TASK INSTRUCTIONS: How many lines in the listing below contain the word "reflection"? Reply with the number alone.

•••••

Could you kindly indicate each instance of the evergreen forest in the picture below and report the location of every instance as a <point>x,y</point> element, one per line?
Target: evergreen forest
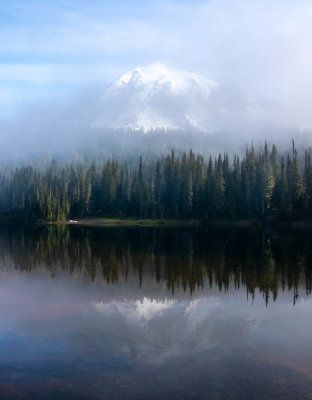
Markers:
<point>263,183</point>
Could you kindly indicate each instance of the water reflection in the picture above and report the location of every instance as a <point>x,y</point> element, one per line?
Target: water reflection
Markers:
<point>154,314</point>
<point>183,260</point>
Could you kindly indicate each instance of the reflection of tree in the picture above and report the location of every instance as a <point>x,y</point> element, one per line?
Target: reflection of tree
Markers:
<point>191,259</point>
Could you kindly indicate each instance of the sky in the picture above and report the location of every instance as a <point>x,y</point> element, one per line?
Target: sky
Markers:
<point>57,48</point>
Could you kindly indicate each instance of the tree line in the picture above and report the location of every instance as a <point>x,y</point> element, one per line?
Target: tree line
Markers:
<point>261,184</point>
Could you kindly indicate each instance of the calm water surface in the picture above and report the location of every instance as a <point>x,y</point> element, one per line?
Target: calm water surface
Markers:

•••••

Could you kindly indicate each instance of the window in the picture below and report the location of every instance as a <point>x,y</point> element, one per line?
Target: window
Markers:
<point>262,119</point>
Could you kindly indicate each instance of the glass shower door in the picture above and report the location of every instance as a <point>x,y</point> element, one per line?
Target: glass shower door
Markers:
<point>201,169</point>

•••••

TASK RESPONSE: 4